#### [STATED TASK]
Return the lines that appear below word for word, from the line containing "Readme: the locator spots each instance of the kayak" through the line containing "Target: kayak", inclusive.

(Entries taken from a collection)
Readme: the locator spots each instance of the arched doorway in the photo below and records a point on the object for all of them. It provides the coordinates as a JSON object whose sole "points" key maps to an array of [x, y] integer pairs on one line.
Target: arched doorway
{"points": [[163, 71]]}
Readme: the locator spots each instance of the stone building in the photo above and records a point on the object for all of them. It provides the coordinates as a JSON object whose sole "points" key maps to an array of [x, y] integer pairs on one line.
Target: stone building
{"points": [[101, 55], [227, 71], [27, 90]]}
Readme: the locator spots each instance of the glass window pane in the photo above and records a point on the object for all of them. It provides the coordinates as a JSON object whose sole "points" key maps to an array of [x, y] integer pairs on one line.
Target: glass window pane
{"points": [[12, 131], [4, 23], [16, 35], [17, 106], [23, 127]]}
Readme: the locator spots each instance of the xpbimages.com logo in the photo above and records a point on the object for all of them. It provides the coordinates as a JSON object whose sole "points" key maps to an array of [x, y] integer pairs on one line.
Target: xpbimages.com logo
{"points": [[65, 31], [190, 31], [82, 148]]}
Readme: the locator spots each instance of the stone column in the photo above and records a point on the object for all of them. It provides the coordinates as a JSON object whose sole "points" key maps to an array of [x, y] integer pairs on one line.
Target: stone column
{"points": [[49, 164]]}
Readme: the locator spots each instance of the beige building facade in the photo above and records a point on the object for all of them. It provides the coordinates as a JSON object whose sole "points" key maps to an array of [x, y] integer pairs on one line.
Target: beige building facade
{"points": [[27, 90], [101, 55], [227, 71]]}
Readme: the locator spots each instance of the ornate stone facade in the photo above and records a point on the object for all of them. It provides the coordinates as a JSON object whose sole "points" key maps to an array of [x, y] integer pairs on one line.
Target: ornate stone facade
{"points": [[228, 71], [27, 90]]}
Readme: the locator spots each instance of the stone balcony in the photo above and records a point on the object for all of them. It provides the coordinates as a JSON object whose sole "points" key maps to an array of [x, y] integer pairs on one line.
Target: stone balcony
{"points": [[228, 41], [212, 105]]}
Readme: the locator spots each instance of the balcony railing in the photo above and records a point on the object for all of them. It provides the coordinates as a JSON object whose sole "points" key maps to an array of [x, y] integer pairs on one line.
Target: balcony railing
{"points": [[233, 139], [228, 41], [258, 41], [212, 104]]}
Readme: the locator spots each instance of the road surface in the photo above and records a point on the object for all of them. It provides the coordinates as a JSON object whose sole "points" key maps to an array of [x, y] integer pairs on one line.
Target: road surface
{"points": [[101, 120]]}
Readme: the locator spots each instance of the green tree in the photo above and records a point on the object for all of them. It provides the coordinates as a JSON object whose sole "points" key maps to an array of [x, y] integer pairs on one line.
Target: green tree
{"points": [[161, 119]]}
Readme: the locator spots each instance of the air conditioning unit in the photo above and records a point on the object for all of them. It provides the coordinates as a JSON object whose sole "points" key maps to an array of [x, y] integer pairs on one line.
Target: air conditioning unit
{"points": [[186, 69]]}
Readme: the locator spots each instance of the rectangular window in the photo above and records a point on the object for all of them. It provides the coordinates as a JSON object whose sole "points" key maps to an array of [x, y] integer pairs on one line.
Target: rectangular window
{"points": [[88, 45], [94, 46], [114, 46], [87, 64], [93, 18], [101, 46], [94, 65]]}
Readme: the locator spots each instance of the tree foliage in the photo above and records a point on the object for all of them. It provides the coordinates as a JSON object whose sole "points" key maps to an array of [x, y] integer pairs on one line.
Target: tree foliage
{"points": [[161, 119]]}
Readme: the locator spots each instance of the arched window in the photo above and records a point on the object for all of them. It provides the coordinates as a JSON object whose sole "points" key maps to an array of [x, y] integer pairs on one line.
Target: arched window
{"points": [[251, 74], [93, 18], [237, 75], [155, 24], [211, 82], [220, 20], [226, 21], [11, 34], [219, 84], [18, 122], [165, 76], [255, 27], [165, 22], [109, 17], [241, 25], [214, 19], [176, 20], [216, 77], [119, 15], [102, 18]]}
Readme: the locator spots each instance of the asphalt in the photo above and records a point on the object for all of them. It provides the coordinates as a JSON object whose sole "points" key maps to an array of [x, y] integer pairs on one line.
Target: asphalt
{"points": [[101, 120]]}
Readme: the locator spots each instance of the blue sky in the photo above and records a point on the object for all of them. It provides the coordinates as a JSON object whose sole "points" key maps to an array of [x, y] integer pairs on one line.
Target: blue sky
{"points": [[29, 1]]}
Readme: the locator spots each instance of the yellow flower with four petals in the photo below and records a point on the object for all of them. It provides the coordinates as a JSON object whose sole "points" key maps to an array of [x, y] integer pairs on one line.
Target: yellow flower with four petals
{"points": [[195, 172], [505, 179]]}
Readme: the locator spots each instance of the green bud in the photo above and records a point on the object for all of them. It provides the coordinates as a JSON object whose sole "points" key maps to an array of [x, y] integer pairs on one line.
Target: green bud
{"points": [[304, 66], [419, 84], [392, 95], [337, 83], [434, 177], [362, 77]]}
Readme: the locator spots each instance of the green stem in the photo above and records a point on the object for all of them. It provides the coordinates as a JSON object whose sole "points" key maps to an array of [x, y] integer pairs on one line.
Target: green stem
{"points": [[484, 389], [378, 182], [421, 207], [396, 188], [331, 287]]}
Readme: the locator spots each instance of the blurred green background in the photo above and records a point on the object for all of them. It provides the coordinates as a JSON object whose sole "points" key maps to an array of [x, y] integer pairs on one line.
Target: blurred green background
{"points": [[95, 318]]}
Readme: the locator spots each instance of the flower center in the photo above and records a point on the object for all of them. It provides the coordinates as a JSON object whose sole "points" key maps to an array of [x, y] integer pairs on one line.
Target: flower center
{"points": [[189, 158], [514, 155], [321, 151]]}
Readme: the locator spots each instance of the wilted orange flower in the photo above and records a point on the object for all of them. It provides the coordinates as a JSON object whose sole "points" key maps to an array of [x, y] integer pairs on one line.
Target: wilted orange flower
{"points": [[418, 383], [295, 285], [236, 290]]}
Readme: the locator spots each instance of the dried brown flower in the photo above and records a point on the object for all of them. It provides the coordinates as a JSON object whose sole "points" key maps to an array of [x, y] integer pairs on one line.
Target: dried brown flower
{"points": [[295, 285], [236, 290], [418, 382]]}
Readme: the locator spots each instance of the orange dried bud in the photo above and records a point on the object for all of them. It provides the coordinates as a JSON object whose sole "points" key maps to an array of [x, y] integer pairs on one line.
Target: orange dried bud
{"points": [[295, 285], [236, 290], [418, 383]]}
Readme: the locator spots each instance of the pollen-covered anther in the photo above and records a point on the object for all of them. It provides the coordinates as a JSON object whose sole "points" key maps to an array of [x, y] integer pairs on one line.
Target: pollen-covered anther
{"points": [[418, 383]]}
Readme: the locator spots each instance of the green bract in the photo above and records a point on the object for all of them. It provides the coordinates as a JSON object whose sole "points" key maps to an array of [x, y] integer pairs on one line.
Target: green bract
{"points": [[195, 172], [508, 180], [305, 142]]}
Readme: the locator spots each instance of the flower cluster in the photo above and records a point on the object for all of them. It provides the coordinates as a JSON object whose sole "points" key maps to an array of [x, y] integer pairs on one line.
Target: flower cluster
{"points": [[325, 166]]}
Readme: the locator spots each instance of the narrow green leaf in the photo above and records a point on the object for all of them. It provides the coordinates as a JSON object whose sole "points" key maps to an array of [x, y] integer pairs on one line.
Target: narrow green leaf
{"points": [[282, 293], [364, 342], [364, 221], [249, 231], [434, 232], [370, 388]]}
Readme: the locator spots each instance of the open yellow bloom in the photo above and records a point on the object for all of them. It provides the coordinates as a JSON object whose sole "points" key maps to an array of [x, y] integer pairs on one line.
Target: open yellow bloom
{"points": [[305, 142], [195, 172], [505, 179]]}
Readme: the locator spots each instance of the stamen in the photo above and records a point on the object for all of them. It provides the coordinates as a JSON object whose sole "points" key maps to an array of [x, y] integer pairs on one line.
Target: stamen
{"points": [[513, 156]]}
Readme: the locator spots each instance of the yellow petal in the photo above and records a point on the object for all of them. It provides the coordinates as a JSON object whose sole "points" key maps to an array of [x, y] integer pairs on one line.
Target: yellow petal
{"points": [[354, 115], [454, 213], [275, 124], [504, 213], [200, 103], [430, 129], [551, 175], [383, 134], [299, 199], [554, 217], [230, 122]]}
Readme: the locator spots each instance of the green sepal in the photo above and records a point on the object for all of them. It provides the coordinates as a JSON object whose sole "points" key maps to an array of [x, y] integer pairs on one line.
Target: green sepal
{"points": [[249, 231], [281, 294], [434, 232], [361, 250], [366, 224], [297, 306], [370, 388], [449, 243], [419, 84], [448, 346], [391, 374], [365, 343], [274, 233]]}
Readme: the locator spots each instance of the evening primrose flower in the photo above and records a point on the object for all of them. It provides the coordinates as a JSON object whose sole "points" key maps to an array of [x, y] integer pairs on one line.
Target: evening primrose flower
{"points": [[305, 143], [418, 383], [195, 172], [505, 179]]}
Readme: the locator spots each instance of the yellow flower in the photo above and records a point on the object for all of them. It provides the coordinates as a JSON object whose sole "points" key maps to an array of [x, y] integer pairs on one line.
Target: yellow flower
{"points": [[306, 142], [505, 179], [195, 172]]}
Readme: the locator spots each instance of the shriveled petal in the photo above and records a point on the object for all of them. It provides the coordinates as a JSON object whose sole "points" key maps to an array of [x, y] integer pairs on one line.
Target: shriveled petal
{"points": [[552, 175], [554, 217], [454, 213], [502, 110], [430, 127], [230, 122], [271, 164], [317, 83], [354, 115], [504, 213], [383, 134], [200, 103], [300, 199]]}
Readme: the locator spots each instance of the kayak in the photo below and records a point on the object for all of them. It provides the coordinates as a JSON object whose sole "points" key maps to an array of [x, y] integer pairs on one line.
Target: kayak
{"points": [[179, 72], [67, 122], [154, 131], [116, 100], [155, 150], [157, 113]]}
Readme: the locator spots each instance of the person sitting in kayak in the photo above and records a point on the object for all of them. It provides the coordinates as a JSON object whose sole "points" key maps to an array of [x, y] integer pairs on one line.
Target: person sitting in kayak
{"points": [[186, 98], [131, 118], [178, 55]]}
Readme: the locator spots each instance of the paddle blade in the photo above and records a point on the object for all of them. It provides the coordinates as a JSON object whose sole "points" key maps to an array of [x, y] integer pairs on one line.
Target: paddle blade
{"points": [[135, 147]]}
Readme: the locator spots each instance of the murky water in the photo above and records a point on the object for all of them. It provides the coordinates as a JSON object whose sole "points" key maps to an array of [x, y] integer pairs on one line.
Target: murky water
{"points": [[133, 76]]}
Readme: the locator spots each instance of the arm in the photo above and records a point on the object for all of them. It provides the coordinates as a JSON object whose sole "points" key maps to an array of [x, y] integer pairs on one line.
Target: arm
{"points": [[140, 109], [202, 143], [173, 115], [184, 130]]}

#### [CORRECT ANSWER]
Readme: the locator spots each instance of the kayak in the photo below and records a point on the object for all of them. It provides the coordinates as a JSON object whose sole "points" key maps to an array of [x, y] integer pairs on one line.
Target: kayak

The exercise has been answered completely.